### INPUT MATERIAL

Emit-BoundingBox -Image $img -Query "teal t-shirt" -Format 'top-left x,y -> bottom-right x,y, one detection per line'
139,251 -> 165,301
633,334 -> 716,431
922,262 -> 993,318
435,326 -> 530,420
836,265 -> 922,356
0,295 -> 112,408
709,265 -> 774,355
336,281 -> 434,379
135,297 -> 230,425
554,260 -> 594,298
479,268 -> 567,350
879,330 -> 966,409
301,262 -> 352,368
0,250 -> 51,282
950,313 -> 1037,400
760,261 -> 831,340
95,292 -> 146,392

######

- [WHAT TO WORK ON]: Replace "teal t-shirt" with "turquoise t-shirt" throughout the items and leave everything else unchanged.

- [COMPLETED EXERCISE]:
Emit-BoundingBox -Image $img -Query "turquoise t-shirt" -Format 'top-left x,y -> bottom-right x,y, one detection per line'
139,251 -> 165,301
633,334 -> 716,431
922,262 -> 993,318
435,326 -> 530,420
836,265 -> 922,356
0,295 -> 112,408
709,265 -> 774,355
336,281 -> 434,379
135,297 -> 230,425
554,260 -> 594,298
479,268 -> 567,350
879,330 -> 966,409
301,262 -> 352,368
0,250 -> 51,282
950,313 -> 1037,400
760,261 -> 831,340
95,292 -> 146,392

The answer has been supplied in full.